• EXERCISE BRIEF
An exact copy of all the data is required, with pictures left out.

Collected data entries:
_____
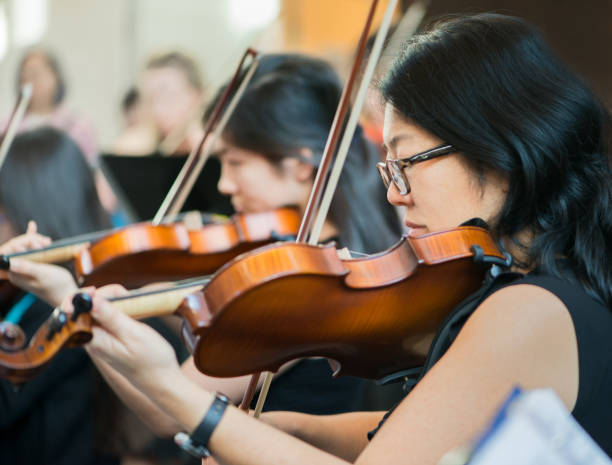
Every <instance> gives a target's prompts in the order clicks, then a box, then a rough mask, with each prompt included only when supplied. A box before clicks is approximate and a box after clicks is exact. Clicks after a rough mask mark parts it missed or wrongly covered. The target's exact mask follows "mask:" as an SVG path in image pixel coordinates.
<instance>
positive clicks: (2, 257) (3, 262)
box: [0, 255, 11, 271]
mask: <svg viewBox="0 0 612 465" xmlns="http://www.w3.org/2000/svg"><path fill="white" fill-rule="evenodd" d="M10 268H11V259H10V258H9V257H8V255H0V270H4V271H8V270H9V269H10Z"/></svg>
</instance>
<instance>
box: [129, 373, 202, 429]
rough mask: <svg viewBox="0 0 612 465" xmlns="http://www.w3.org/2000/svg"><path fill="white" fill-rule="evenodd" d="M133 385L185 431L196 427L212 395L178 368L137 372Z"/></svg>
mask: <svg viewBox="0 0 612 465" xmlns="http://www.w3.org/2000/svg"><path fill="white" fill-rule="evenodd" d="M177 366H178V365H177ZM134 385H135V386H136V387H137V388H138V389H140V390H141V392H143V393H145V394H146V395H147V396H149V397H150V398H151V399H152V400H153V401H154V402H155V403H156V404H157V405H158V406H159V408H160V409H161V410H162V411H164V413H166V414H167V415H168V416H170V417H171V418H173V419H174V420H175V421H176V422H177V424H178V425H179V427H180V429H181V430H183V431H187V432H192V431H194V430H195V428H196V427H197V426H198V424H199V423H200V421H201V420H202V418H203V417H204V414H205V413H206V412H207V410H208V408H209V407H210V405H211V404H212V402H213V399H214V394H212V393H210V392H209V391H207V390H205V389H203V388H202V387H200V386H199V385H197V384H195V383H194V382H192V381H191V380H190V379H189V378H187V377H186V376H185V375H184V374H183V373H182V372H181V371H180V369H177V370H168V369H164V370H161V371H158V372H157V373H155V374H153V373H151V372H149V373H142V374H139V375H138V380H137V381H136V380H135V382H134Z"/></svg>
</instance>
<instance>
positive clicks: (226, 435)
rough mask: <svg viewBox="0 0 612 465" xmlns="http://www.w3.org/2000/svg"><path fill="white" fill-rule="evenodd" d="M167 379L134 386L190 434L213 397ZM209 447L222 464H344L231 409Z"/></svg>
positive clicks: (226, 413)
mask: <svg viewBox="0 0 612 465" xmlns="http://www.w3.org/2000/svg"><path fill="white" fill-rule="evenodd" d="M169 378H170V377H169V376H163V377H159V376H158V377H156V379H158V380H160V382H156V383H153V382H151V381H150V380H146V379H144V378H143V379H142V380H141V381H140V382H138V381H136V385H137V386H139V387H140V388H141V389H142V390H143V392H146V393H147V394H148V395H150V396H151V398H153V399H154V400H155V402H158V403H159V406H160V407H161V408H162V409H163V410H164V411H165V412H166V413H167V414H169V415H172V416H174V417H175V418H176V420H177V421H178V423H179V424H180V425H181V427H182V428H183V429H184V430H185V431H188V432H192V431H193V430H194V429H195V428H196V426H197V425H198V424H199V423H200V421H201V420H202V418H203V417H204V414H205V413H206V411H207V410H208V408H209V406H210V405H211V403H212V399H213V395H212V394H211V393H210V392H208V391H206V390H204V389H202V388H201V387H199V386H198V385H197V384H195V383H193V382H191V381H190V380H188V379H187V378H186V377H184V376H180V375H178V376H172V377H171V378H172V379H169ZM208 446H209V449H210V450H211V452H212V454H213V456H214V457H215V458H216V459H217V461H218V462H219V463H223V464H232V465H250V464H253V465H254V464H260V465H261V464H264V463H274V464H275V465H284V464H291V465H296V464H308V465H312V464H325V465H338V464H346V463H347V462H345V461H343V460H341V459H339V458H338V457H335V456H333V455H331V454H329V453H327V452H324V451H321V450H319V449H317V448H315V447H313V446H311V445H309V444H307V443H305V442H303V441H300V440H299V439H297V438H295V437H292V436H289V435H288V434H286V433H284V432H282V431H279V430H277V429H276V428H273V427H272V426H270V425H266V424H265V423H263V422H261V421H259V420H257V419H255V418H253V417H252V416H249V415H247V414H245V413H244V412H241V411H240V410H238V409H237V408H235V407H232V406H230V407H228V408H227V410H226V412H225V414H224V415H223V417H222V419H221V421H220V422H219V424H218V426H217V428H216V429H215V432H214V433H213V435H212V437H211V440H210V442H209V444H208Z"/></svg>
_____
• RESULT BELOW
Every <instance> gives a target's prompts in the order clicks, then a box, then a rough mask, with each prompt included only when supplied. A box before clicks is approximate and a box after clicks is exact. Clicks after a rough mask mark parts it missed or wrongly covered. The target's exact mask follows "mask:" as an SVG path in image pixel coordinates.
<instance>
positive clicks: (2, 257) (3, 262)
box: [0, 255, 11, 271]
mask: <svg viewBox="0 0 612 465" xmlns="http://www.w3.org/2000/svg"><path fill="white" fill-rule="evenodd" d="M10 268H11V259H10V258H9V257H8V255H0V270H4V271H8V270H9V269H10Z"/></svg>
</instance>
<instance>
box: [129, 373, 202, 429]
rough mask: <svg viewBox="0 0 612 465" xmlns="http://www.w3.org/2000/svg"><path fill="white" fill-rule="evenodd" d="M133 385L185 431L196 427L212 395L178 368L137 372Z"/></svg>
mask: <svg viewBox="0 0 612 465" xmlns="http://www.w3.org/2000/svg"><path fill="white" fill-rule="evenodd" d="M177 366H178V365H177ZM134 385H135V386H136V387H137V388H138V389H140V390H141V392H143V393H145V394H146V395H147V396H149V397H150V398H151V399H152V400H153V401H154V402H155V403H156V404H157V405H158V406H159V408H160V409H161V410H162V411H164V413H166V414H167V415H168V416H170V417H171V418H173V419H174V420H175V421H176V422H177V424H178V425H179V427H180V429H181V430H183V431H187V432H192V431H194V430H195V428H196V427H197V426H198V424H199V423H200V421H201V420H202V418H203V417H204V414H205V413H206V412H207V410H208V408H209V407H210V405H211V404H212V402H213V399H214V394H212V393H210V392H209V391H207V390H205V389H203V388H202V387H200V386H199V385H197V384H195V383H194V382H192V381H191V380H190V379H189V378H187V377H186V376H185V375H184V374H183V373H182V372H181V371H180V369H177V370H168V369H164V370H161V371H158V372H157V373H155V374H153V373H151V372H149V373H142V374H139V375H138V380H137V381H136V380H135V382H134Z"/></svg>
</instance>
<instance>
positive clicks: (226, 435)
rough mask: <svg viewBox="0 0 612 465" xmlns="http://www.w3.org/2000/svg"><path fill="white" fill-rule="evenodd" d="M167 379L134 386L190 434L213 397ZM209 447L222 464H344L231 409Z"/></svg>
positive clicks: (226, 413)
mask: <svg viewBox="0 0 612 465" xmlns="http://www.w3.org/2000/svg"><path fill="white" fill-rule="evenodd" d="M169 378H170V377H169V376H163V377H159V376H158V377H156V379H158V380H160V382H156V383H153V382H151V381H150V380H146V379H144V378H143V379H142V380H141V381H140V382H138V381H136V385H137V386H139V387H140V388H141V389H142V390H143V392H146V393H147V394H148V395H150V396H151V398H153V399H154V400H155V402H158V403H159V406H160V407H161V408H162V409H163V410H164V411H165V412H166V413H167V414H169V415H172V416H174V417H175V418H176V420H177V421H178V423H179V424H180V425H181V427H182V428H183V429H184V430H185V431H188V432H192V431H193V430H194V429H195V428H196V426H197V425H198V424H199V423H200V421H201V420H202V418H203V417H204V414H205V413H206V411H207V410H208V408H209V406H210V405H211V403H212V399H213V395H212V394H211V393H210V392H208V391H206V390H204V389H202V388H201V387H199V386H198V385H197V384H195V383H193V382H191V381H190V380H188V379H187V378H186V377H184V376H180V375H178V376H172V377H171V378H172V379H169ZM208 446H209V449H210V450H211V452H212V454H213V456H214V457H215V458H216V459H217V461H218V462H219V463H223V464H232V465H250V464H253V465H254V464H260V465H261V464H264V463H274V464H275V465H284V464H291V465H296V464H308V465H312V464H325V465H338V464H346V463H347V462H345V461H343V460H341V459H339V458H338V457H335V456H333V455H331V454H329V453H327V452H324V451H321V450H319V449H317V448H315V447H313V446H311V445H309V444H307V443H305V442H303V441H300V440H299V439H297V438H295V437H292V436H289V435H288V434H286V433H284V432H282V431H279V430H277V429H276V428H273V427H272V426H270V425H266V424H265V423H263V422H261V421H259V420H257V419H255V418H253V417H252V416H249V415H247V414H245V413H244V412H241V411H240V410H238V409H237V408H235V407H232V406H230V407H228V408H227V410H226V412H225V414H224V415H223V417H222V419H221V421H220V422H219V424H218V426H217V428H216V429H215V432H214V433H213V435H212V437H211V440H210V442H209V444H208Z"/></svg>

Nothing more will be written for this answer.